Stored data entries
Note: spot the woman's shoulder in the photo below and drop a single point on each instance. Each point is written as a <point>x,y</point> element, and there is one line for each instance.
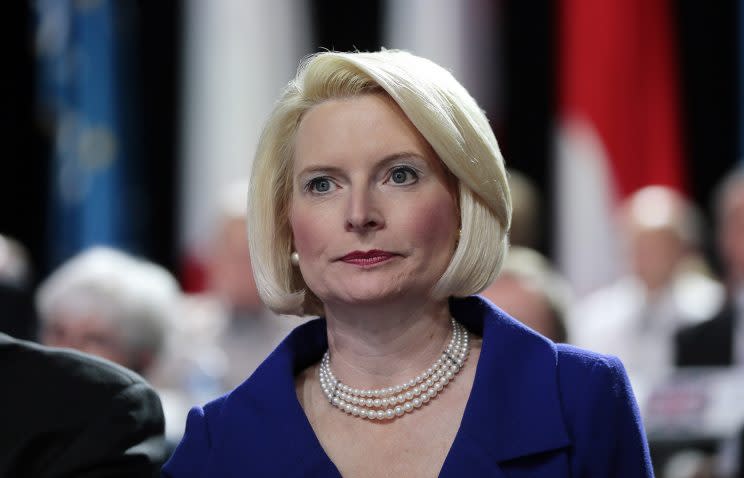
<point>580,368</point>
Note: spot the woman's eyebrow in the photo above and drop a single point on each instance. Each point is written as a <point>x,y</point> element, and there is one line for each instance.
<point>386,160</point>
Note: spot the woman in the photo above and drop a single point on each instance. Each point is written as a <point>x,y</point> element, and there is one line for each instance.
<point>379,202</point>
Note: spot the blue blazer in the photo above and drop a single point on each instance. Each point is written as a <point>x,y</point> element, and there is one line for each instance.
<point>536,409</point>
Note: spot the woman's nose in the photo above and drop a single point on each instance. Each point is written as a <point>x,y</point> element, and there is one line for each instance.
<point>363,212</point>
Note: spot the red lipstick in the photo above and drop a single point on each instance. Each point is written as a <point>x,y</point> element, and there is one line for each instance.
<point>368,258</point>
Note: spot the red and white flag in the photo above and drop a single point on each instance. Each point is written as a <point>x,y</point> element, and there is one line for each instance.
<point>618,125</point>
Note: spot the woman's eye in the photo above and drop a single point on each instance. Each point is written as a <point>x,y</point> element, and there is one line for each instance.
<point>403,175</point>
<point>319,185</point>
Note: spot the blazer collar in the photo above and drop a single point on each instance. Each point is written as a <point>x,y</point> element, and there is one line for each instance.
<point>513,409</point>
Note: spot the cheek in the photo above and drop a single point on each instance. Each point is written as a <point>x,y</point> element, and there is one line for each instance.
<point>434,222</point>
<point>307,234</point>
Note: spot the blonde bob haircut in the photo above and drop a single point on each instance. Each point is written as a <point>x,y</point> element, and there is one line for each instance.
<point>447,117</point>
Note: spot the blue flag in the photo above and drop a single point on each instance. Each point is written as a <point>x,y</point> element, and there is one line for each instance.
<point>83,61</point>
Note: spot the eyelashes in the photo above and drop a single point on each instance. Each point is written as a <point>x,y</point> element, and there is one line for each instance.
<point>400,175</point>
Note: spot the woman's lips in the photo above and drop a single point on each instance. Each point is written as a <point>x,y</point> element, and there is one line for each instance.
<point>368,258</point>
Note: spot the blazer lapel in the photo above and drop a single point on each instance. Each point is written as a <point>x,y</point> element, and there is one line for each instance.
<point>284,443</point>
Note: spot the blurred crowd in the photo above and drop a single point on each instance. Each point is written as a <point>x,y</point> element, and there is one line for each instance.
<point>670,317</point>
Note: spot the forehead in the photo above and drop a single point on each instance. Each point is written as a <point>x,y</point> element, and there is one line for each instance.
<point>365,125</point>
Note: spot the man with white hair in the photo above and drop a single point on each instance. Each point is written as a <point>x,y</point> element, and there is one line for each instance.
<point>720,340</point>
<point>107,303</point>
<point>636,318</point>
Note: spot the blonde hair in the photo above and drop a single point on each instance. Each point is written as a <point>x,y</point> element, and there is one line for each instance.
<point>445,115</point>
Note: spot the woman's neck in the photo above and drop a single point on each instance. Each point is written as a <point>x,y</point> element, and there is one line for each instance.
<point>374,347</point>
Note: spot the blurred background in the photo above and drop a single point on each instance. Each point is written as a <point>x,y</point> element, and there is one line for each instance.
<point>132,125</point>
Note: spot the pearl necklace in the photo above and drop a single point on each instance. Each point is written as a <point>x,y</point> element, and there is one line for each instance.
<point>392,402</point>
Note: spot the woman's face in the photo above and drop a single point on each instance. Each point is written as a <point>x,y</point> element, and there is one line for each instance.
<point>373,210</point>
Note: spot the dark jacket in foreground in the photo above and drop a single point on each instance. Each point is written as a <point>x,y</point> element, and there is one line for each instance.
<point>709,343</point>
<point>67,414</point>
<point>536,410</point>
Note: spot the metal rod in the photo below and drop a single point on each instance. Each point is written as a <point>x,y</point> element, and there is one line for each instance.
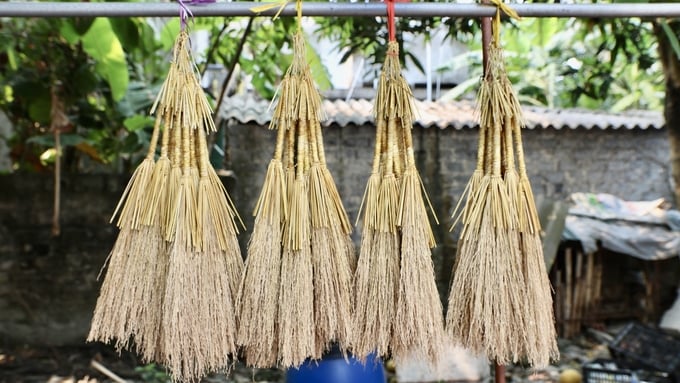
<point>242,8</point>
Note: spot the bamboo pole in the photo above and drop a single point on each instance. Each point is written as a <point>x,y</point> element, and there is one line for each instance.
<point>358,9</point>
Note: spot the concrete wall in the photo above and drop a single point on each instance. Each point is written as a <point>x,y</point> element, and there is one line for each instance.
<point>631,164</point>
<point>48,286</point>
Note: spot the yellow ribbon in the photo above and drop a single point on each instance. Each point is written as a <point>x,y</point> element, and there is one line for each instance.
<point>269,6</point>
<point>501,7</point>
<point>281,5</point>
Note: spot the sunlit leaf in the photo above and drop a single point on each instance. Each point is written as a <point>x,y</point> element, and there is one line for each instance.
<point>103,45</point>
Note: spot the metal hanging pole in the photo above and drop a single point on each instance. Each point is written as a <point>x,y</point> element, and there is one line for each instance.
<point>242,8</point>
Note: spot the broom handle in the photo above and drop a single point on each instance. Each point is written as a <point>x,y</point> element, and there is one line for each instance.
<point>302,145</point>
<point>481,148</point>
<point>499,376</point>
<point>408,143</point>
<point>321,151</point>
<point>392,164</point>
<point>377,152</point>
<point>192,145</point>
<point>496,169</point>
<point>517,130</point>
<point>290,150</point>
<point>509,155</point>
<point>165,140</point>
<point>154,140</point>
<point>186,150</point>
<point>280,137</point>
<point>202,150</point>
<point>176,141</point>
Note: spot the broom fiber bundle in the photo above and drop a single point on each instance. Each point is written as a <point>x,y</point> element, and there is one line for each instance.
<point>205,265</point>
<point>417,327</point>
<point>258,294</point>
<point>500,300</point>
<point>377,273</point>
<point>123,306</point>
<point>172,280</point>
<point>131,296</point>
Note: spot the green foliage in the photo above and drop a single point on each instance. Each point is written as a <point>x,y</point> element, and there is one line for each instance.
<point>369,36</point>
<point>81,62</point>
<point>610,65</point>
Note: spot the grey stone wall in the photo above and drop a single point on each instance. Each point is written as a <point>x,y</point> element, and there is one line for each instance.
<point>48,287</point>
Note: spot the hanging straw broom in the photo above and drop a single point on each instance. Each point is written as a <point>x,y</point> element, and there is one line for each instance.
<point>377,274</point>
<point>494,301</point>
<point>332,248</point>
<point>540,322</point>
<point>484,295</point>
<point>199,326</point>
<point>258,295</point>
<point>122,305</point>
<point>296,297</point>
<point>418,324</point>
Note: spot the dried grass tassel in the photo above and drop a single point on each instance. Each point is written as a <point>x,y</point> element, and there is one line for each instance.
<point>259,289</point>
<point>121,304</point>
<point>418,325</point>
<point>377,273</point>
<point>296,297</point>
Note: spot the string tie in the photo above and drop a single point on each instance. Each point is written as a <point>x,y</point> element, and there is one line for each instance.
<point>185,12</point>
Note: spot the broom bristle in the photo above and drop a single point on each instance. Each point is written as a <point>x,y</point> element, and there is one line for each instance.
<point>418,325</point>
<point>543,346</point>
<point>296,318</point>
<point>377,282</point>
<point>111,311</point>
<point>296,296</point>
<point>258,297</point>
<point>132,202</point>
<point>259,289</point>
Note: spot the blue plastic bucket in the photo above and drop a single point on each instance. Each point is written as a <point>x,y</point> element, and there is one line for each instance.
<point>333,368</point>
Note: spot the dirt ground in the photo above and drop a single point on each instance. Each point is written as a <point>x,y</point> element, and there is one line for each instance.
<point>74,365</point>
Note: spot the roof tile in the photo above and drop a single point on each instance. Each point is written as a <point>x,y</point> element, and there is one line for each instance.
<point>456,115</point>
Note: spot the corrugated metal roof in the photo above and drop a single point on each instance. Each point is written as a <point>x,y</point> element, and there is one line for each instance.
<point>457,115</point>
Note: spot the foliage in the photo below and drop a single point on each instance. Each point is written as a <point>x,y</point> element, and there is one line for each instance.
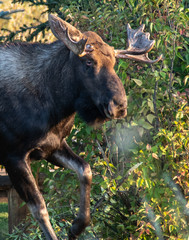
<point>3,220</point>
<point>140,164</point>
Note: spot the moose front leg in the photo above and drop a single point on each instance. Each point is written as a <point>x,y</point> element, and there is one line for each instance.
<point>67,158</point>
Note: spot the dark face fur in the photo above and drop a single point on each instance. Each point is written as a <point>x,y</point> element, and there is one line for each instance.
<point>102,95</point>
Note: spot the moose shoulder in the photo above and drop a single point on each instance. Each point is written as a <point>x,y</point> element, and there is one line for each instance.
<point>42,86</point>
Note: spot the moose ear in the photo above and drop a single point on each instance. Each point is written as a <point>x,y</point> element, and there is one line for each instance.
<point>68,34</point>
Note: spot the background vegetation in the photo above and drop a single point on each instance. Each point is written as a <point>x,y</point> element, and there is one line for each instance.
<point>140,164</point>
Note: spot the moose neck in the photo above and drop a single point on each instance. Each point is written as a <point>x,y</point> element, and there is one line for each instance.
<point>60,78</point>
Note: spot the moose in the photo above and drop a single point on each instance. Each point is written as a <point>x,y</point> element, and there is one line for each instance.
<point>42,87</point>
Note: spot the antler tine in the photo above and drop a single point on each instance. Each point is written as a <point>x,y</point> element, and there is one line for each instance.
<point>139,44</point>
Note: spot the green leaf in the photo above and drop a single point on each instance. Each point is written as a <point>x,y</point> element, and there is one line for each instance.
<point>150,117</point>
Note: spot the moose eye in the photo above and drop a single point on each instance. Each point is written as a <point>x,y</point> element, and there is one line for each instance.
<point>89,63</point>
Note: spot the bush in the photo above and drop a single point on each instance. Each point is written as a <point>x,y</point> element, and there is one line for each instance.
<point>140,164</point>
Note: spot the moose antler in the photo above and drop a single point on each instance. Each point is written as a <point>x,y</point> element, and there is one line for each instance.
<point>139,45</point>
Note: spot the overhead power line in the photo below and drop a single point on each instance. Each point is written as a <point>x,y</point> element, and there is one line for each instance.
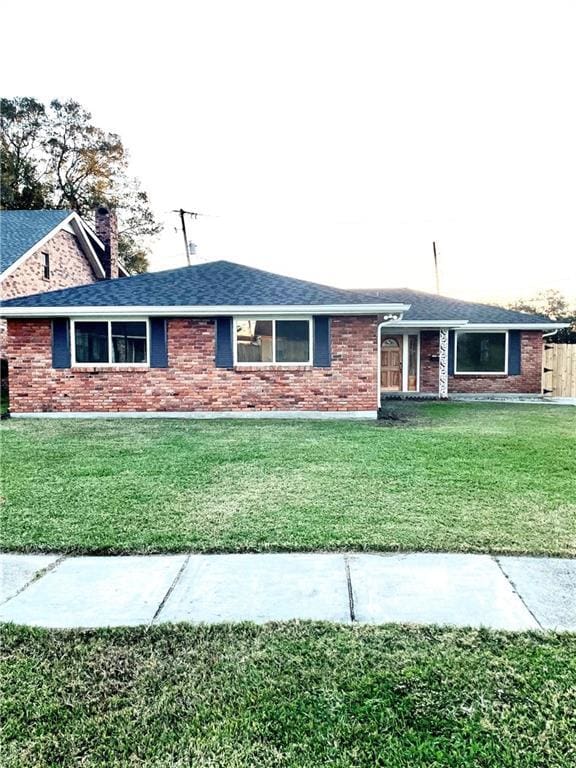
<point>182,213</point>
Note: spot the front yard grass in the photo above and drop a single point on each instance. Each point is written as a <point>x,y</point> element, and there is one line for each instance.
<point>453,477</point>
<point>297,695</point>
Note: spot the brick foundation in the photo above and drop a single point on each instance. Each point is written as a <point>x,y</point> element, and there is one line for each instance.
<point>529,381</point>
<point>192,382</point>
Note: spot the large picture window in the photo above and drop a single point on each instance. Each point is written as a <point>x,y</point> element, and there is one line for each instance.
<point>111,342</point>
<point>273,341</point>
<point>481,352</point>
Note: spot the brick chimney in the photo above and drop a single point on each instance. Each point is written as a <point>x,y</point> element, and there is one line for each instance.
<point>107,231</point>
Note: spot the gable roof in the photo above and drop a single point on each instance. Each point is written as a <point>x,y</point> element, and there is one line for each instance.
<point>23,232</point>
<point>218,286</point>
<point>429,307</point>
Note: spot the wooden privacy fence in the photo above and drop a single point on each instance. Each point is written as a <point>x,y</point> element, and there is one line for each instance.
<point>559,378</point>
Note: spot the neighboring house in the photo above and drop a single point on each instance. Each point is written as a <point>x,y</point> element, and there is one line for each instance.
<point>223,337</point>
<point>44,250</point>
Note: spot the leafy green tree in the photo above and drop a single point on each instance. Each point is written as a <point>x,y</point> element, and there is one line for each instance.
<point>22,122</point>
<point>554,305</point>
<point>54,157</point>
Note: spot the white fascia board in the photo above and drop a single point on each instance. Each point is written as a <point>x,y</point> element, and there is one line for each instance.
<point>204,311</point>
<point>424,324</point>
<point>514,326</point>
<point>37,245</point>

▸ INSTRUCTIONS FOR THE TASK:
Exactly as they appear above, write out the line containing "Note: spot the gable" and each line that comes after it in the records.

▸ RESULT OF THE EXERCISE:
Note: spot the gable roof in the photo above and drop a single point on each instance. Each point is written as a <point>x,y</point> element, and there is one line for each instance.
<point>23,232</point>
<point>218,286</point>
<point>429,307</point>
Note: spot the wooden privacy fence in the photo above and drop a single point on each instance. Each point is written as a <point>x,y</point> element, and there is one line for each instance.
<point>559,378</point>
Note: spot the neighboring house in the photo above and drop a single point on each instance. Each point is written as a <point>x,y</point> element, and there is one line for each instance.
<point>223,337</point>
<point>44,250</point>
Note: spot the leafy green tree in the photo above and drop a single point on each instance. Each point is written as a <point>x,y</point> element, and there is one line for each instance.
<point>22,122</point>
<point>554,305</point>
<point>54,157</point>
Note: spot the white fascia board in the photo above and drop a single point on each instance. Each point is written as a <point>x,y</point> element, and there is one line for each instance.
<point>204,311</point>
<point>424,324</point>
<point>514,326</point>
<point>37,245</point>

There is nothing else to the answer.